◆ Work item
Whatever follows the line containing "Query: bush row" in the listing below should be printed exactly, along with that line itself.
***** Source material
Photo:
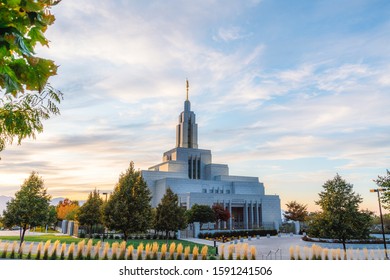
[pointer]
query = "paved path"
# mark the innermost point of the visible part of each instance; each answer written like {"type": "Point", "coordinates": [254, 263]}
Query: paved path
{"type": "Point", "coordinates": [273, 247]}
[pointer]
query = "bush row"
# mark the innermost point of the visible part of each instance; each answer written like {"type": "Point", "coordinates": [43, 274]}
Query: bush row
{"type": "Point", "coordinates": [238, 233]}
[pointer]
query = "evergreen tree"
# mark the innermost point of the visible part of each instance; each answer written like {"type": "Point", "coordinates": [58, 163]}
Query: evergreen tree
{"type": "Point", "coordinates": [340, 217]}
{"type": "Point", "coordinates": [30, 207]}
{"type": "Point", "coordinates": [169, 215]}
{"type": "Point", "coordinates": [128, 208]}
{"type": "Point", "coordinates": [296, 212]}
{"type": "Point", "coordinates": [90, 213]}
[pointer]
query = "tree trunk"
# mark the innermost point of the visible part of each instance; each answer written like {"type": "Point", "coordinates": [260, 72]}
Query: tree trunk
{"type": "Point", "coordinates": [345, 249]}
{"type": "Point", "coordinates": [22, 233]}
**********
◆ Task solution
Query: bush row
{"type": "Point", "coordinates": [238, 233]}
[pointer]
query = "evergreen tree"
# mark the innermost point of the visible part of each instance; each answer written like {"type": "Point", "coordinates": [58, 163]}
Query: evergreen tree
{"type": "Point", "coordinates": [340, 217]}
{"type": "Point", "coordinates": [30, 207]}
{"type": "Point", "coordinates": [169, 215]}
{"type": "Point", "coordinates": [128, 208]}
{"type": "Point", "coordinates": [296, 212]}
{"type": "Point", "coordinates": [90, 213]}
[pointer]
query = "tree trunk"
# mark the innermost point of the visible part of each instance; each answer written like {"type": "Point", "coordinates": [260, 72]}
Query: tree trunk
{"type": "Point", "coordinates": [345, 249]}
{"type": "Point", "coordinates": [22, 233]}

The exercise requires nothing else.